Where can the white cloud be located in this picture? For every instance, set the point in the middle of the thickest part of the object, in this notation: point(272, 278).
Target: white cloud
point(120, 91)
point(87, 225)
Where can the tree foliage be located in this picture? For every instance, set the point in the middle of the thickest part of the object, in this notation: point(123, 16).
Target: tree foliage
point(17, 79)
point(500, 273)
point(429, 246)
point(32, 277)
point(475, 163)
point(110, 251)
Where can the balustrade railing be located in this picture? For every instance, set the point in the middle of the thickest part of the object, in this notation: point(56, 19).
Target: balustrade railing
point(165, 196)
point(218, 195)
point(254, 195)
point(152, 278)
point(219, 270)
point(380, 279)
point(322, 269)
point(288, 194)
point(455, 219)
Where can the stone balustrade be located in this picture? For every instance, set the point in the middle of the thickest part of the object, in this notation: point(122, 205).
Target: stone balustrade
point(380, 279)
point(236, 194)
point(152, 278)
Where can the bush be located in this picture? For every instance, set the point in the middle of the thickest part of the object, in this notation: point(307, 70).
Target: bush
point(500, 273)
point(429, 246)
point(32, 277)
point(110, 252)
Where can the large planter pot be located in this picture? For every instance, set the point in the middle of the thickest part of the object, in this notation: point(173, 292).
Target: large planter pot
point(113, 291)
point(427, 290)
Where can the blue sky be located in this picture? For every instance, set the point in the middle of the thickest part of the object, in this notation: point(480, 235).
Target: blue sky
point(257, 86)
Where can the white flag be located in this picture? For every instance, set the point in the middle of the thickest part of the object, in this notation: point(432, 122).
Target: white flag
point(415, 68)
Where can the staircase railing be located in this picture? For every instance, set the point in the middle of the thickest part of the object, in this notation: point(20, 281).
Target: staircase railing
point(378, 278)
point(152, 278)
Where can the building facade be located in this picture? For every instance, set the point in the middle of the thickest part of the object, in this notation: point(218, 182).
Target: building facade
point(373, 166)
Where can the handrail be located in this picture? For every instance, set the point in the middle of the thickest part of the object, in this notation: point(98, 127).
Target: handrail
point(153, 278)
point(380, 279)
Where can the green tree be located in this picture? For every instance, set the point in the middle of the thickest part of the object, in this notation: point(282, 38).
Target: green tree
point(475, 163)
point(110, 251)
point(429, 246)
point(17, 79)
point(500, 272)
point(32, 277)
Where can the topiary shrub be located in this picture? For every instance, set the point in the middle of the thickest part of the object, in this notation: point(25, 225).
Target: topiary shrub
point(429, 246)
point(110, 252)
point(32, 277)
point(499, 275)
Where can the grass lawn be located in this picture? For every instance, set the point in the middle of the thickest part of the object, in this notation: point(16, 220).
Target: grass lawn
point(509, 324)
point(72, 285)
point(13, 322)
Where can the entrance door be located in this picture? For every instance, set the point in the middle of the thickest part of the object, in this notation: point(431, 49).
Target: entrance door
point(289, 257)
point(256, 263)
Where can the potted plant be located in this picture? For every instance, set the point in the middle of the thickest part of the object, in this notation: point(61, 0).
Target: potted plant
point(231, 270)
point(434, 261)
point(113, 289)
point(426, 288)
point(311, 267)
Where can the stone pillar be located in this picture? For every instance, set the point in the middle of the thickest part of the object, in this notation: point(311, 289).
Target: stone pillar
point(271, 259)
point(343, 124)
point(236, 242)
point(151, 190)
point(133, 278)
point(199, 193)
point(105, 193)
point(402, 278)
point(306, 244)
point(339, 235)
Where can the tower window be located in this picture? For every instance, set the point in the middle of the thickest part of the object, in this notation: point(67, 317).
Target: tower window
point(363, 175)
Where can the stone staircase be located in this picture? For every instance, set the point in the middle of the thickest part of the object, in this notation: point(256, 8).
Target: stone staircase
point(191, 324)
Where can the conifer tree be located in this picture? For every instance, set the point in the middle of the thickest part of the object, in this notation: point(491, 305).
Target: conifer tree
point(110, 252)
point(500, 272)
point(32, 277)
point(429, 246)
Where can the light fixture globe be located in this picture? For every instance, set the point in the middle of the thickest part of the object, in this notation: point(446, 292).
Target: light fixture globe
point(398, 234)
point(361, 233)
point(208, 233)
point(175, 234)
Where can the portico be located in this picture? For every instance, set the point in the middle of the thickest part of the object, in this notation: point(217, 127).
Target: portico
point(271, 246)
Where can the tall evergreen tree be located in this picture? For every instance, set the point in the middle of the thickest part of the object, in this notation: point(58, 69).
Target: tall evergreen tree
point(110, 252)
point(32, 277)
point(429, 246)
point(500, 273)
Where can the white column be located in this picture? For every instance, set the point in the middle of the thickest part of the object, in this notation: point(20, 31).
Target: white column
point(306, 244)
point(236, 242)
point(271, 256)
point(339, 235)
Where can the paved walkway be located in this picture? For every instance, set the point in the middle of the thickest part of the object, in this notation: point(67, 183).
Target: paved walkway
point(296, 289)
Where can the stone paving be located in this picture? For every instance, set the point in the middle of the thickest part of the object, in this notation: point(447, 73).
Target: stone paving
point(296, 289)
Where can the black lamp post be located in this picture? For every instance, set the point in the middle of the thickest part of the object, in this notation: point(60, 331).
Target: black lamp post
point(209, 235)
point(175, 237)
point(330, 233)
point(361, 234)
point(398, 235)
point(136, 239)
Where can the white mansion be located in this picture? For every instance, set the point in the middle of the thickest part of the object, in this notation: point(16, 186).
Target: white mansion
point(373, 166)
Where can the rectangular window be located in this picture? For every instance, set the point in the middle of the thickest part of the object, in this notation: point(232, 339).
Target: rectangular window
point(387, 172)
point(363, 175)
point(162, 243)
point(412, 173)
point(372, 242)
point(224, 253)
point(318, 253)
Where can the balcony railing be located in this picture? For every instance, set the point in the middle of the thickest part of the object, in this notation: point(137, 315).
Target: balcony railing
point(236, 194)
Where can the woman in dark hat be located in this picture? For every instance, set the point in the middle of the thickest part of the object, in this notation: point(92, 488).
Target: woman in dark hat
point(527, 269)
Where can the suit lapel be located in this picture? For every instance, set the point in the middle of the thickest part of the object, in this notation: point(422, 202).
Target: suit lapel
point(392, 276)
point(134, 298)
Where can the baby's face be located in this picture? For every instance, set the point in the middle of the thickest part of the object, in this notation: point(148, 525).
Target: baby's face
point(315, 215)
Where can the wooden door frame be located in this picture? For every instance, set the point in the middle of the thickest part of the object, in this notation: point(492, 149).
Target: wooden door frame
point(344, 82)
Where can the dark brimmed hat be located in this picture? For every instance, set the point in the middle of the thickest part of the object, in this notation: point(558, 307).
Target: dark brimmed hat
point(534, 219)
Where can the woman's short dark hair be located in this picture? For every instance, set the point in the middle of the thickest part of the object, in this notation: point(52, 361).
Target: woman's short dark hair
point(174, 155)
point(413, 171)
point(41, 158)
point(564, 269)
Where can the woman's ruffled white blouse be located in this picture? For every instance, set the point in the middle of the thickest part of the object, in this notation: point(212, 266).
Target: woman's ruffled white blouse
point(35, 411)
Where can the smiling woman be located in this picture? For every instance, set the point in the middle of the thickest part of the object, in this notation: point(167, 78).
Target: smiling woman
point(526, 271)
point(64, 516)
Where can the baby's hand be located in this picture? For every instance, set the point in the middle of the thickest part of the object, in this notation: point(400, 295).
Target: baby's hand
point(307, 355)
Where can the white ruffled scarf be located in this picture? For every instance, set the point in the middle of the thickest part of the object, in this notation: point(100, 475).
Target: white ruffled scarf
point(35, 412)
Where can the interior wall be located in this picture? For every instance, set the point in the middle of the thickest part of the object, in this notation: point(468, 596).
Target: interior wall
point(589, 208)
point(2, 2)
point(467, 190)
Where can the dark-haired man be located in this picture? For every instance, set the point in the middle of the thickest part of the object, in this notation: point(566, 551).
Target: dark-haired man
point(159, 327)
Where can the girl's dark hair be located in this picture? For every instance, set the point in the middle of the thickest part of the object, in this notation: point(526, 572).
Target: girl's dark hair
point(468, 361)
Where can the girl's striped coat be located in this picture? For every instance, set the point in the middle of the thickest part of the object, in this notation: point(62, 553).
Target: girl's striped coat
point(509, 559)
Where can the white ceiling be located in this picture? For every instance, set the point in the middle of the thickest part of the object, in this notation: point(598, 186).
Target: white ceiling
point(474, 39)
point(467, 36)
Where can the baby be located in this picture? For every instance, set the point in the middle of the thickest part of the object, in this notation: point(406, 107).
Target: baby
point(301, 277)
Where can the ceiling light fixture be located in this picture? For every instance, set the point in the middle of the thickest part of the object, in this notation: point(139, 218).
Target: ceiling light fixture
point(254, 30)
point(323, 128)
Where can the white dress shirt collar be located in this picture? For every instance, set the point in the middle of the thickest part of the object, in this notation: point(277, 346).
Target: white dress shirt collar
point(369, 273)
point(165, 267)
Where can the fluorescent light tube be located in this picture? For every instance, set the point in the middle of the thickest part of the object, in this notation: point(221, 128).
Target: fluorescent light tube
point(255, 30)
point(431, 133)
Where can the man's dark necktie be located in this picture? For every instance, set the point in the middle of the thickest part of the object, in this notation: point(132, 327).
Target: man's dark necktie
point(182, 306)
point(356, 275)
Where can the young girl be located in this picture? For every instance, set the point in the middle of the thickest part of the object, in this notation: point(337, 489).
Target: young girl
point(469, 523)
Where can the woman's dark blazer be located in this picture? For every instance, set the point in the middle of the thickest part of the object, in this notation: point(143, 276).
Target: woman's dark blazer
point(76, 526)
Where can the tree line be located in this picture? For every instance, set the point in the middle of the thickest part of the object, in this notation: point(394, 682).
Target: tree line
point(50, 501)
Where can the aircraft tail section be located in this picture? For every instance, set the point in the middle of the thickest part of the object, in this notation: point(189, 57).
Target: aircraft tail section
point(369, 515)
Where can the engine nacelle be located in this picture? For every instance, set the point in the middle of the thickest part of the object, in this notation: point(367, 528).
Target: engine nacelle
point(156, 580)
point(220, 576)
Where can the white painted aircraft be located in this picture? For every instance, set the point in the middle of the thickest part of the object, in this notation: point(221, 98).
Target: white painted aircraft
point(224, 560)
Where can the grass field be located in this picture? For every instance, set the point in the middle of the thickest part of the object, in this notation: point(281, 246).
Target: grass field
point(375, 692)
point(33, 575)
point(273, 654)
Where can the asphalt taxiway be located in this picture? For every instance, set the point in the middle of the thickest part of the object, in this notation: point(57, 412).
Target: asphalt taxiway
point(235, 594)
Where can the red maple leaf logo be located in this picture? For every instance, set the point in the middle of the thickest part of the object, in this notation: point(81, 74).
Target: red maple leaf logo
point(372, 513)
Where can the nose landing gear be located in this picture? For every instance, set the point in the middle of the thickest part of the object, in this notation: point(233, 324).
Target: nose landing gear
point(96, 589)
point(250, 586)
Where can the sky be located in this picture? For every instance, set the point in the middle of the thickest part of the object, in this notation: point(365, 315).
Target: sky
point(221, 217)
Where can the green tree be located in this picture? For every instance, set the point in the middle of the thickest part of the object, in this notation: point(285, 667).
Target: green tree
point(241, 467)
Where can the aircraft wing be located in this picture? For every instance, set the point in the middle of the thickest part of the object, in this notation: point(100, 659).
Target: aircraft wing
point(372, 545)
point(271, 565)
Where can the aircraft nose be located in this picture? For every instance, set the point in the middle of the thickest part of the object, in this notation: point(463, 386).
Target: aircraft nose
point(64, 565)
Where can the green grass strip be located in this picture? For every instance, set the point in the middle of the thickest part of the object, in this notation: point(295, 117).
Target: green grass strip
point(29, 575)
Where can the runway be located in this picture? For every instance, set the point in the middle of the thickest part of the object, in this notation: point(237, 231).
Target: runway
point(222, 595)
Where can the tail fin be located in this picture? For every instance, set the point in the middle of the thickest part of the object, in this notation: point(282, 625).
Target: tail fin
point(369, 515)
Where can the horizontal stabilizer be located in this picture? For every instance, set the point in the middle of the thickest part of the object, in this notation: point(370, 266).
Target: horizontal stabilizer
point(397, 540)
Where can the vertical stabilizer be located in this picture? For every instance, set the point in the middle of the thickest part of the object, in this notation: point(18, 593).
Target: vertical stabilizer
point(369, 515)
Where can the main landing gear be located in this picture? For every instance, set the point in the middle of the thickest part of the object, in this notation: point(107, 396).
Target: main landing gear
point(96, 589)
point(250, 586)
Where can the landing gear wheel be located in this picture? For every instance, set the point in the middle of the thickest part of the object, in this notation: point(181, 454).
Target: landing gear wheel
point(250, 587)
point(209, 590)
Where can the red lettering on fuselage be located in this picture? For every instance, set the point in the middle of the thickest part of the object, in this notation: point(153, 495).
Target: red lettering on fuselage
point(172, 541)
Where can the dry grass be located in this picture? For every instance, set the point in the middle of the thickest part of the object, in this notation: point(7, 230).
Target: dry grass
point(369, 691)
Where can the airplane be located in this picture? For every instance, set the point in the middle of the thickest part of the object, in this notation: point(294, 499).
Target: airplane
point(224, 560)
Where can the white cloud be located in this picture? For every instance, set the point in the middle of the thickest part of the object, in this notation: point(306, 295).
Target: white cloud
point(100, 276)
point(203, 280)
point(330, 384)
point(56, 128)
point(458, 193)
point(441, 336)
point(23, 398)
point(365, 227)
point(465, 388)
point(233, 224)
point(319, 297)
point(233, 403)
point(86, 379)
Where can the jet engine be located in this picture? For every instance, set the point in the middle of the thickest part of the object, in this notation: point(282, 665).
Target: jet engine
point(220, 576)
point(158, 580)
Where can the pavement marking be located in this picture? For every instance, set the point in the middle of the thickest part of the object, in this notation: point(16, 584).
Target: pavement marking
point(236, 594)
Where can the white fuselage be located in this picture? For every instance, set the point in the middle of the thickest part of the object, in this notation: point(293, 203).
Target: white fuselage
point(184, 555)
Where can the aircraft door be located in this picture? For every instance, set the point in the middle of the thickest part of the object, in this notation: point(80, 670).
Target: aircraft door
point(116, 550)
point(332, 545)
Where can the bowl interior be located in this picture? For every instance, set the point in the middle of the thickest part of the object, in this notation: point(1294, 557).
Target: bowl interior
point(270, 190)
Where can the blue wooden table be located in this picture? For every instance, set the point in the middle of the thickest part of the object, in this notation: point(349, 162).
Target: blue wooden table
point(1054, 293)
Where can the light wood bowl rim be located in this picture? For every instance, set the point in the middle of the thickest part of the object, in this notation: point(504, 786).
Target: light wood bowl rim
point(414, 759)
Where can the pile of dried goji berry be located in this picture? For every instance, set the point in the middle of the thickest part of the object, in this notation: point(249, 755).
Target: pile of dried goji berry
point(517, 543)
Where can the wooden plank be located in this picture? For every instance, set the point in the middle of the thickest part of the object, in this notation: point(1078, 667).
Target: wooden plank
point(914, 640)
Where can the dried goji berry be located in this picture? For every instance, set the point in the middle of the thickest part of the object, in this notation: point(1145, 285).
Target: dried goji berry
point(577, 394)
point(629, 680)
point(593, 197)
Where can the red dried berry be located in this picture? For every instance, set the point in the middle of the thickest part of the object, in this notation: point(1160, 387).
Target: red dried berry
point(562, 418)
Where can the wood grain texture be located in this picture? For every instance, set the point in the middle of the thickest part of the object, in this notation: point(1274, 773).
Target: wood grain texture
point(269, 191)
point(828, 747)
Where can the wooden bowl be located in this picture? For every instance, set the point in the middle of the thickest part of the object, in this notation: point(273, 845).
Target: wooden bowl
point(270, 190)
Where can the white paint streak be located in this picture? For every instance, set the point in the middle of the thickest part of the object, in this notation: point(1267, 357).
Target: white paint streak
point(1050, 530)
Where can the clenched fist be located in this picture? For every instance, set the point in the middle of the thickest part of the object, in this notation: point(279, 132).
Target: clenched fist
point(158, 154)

□ □ □ □ □

** TO DO **
Please change every "goji" to "wolfberry" in the lines above, starting at the line that contains "Where can the white fuselage" and ending at the line that contains "point(828, 747)", and give those lines again with nothing else altered.

** THE RESULT **
Where can the white fuselage be located in this picture? For every instance, set the point in the middle of the thickest part of the object, in this notation: point(293, 203).
Target: white fuselage
point(184, 555)
Where can the aircraft door be located in this picture? For every instance, set the point in the middle of the thickest part of the object, in this notation: point(80, 670).
Target: aircraft door
point(116, 550)
point(332, 545)
Where can the bowl interior be located in this picture? For every instance, set the point in the middle of the thickest part of the object, in this notation: point(1294, 557).
Target: bowl interior
point(270, 190)
Where can the blue wooden table be located in this picture? For every instance, set the point in the middle of the thickest part of the object, in this notation: point(349, 162).
Target: blue wooden table
point(1054, 293)
Where can the light wood bowl rim be located in this picture? For every instance, set the point in the middle of the thickest part of the object, in this notation: point(504, 786).
Target: light wood bowl rim
point(414, 759)
Where can the pile of dried wolfberry berry be located in this picture? For every instance, set the point in the middle of the thickest part of the object, in this notation: point(249, 755).
Target: pile of dried wolfberry berry
point(517, 543)
Where can the wooden plank be located in this picture? For every instance, set the point in the middle of the thickest part of the object, in this notation: point(1078, 667).
Target: wooden plank
point(914, 640)
Where can the dried wolfberry berry be located in this picture? For every instance, set the point in the middle of the thickest part of the object, in this notation: point(1145, 285).
Target: dried wolfberry berry
point(577, 394)
point(629, 680)
point(593, 197)
Where can the red dried berry be located in this picture? For every instance, set the point in the middle of the thickest part of the object, in this notation: point(1160, 387).
Target: red dried berry
point(562, 418)
Where can the wood grain texture be located in this picture? For every instance, set the point in the middle of the thickest part of the object, in this notation: point(1274, 773).
Target: wood grain texture
point(269, 191)
point(828, 747)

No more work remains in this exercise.